◆ **Tarefa escrita A**
Quais palavras do trecho abaixo, sobre a verdade e a história, começam por "hist"? Liste cada forma uma só vez, na ordem em que aparece.

--- Trecho citado ---

95. A palavra de Deus não se destina apenas a um povo ou só
a uma época. De igual modo, também os enunciados dogmáticos
formulam uma verdade permanente e definitiva, ainda que às vezes se
possa notar neles a cultura do período em que foram definidos.
Surge, assim, a pergunta sobre como seja possível conciliar o carácter
absoluto e universal da verdade com o inevitável condicionamento
histórico e cultural das fórmulas que a exprimem. Como disse
anteriormente, as teses do historicismo não são defendíveis.
Pelo contrário, a aplicação duma hermenêutica
aberta à questão metafísica é capaz de mostrar
como se passa das circunstâncias históricas e contingentes,
onde maturaram os textos, à verdade por eles expressa que está
para além desses condicionalismos.
Com a sua linguagem histórica e limitada, o homem pode exprimir
verdades que transcendem o fenómeno linguístico. De facto, a
verdade nunca pode estar limitada a um tempo, nem a uma cultura; é
conhecida na história, mas supera a própria história.
96. Esta consideração permite vislumbrar a solução
de outro problema: o da perene validade dos conceitos usados nas definições
conciliares. Já o meu venerado Predecessor Pio XII enfrentara a
questão, na carta encíclica Humani generis. (112)

---

◆ **Tarefa escrita B**
Disponha como lista numerada o intervalo dos registros abaixo que vai do início até a linha que contém "681 706 L 681", incluindo ambas as extremidades e omitindo as linhas em branco.

--- Dados fornecidos ---

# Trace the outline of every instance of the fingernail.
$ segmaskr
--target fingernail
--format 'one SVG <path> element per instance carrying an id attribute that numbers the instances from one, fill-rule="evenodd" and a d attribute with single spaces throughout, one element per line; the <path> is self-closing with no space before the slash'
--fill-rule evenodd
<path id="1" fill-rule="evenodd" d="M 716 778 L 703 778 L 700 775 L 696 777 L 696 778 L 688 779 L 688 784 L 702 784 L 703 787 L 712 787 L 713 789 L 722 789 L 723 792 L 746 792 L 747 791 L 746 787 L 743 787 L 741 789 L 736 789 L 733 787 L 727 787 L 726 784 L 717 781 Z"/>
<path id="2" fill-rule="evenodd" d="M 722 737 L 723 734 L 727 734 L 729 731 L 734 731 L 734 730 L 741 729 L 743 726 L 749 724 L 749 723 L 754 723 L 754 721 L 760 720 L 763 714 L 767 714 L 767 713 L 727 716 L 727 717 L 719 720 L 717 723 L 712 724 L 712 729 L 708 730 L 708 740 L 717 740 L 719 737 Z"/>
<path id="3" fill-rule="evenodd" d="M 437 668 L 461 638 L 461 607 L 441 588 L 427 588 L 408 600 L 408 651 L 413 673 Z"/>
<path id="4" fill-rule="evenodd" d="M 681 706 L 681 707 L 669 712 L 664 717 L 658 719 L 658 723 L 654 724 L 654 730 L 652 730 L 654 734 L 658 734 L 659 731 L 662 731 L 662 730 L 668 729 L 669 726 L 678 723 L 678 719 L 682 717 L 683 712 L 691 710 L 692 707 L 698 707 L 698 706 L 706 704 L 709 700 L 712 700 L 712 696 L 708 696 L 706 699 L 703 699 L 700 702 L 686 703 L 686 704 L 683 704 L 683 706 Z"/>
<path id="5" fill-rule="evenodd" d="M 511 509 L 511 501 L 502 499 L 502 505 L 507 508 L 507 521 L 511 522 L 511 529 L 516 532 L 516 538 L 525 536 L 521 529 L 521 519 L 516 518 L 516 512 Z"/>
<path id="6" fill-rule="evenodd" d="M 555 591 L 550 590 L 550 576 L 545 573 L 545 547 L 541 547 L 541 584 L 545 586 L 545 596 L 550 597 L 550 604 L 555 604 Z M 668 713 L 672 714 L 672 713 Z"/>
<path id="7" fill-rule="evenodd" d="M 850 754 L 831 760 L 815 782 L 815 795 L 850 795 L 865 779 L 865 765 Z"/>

---

◆ **Resposta A**
histórico
historicismo
históricas
histórica
história

◆ **Resposta B**
1. # Trace the outline of every instance of the fingernail.
2. $ segmaskr
3. --target fingernail
4. --format 'one SVG <path> element per instance carrying an id attribute that numbers the instances from one, fill-rule="evenodd" and a d attribute with single spaces throughout, one element per line; the <path> is self-closing with no space before the slash'
5. --fill-rule evenodd
6. <path id="1" fill-rule="evenodd" d="M 716 778 L 703 778 L 700 775 L 696 777 L 696 778 L 688 779 L 688 784 L 702 784 L 703 787 L 712 787 L 713 789 L 722 789 L 723 792 L 746 792 L 747 791 L 746 787 L 743 787 L 741 789 L 736 789 L 733 787 L 727 787 L 726 784 L 717 781 Z"/>
7. <path id="2" fill-rule="evenodd" d="M 722 737 L 723 734 L 727 734 L 729 731 L 734 731 L 734 730 L 741 729 L 743 726 L 749 724 L 749 723 L 754 723 L 754 721 L 760 720 L 763 714 L 767 714 L 767 713 L 727 716 L 727 717 L 719 720 L 717 723 L 712 724 L 712 729 L 708 730 L 708 740 L 717 740 L 719 737 Z"/>
8. <path id="3" fill-rule="evenodd" d="M 437 668 L 461 638 L 461 607 L 441 588 L 427 588 L 408 600 L 408 651 L 413 673 Z"/>
9. <path id="4" fill-rule="evenodd" d="M 681 706 L 681 707 L 669 712 L 664 717 L 658 719 L 658 723 L 654 724 L 654 730 L 652 730 L 654 734 L 658 734 L 659 731 L 662 731 L 662 730 L 668 729 L 669 726 L 678 723 L 678 719 L 682 717 L 683 712 L 691 710 L 692 707 L 698 707 L 698 706 L 706 704 L 709 700 L 712 700 L 712 696 L 708 696 L 706 699 L 703 699 L 700 702 L 686 703 L 686 704 L 683 704 L 683 706 Z"/>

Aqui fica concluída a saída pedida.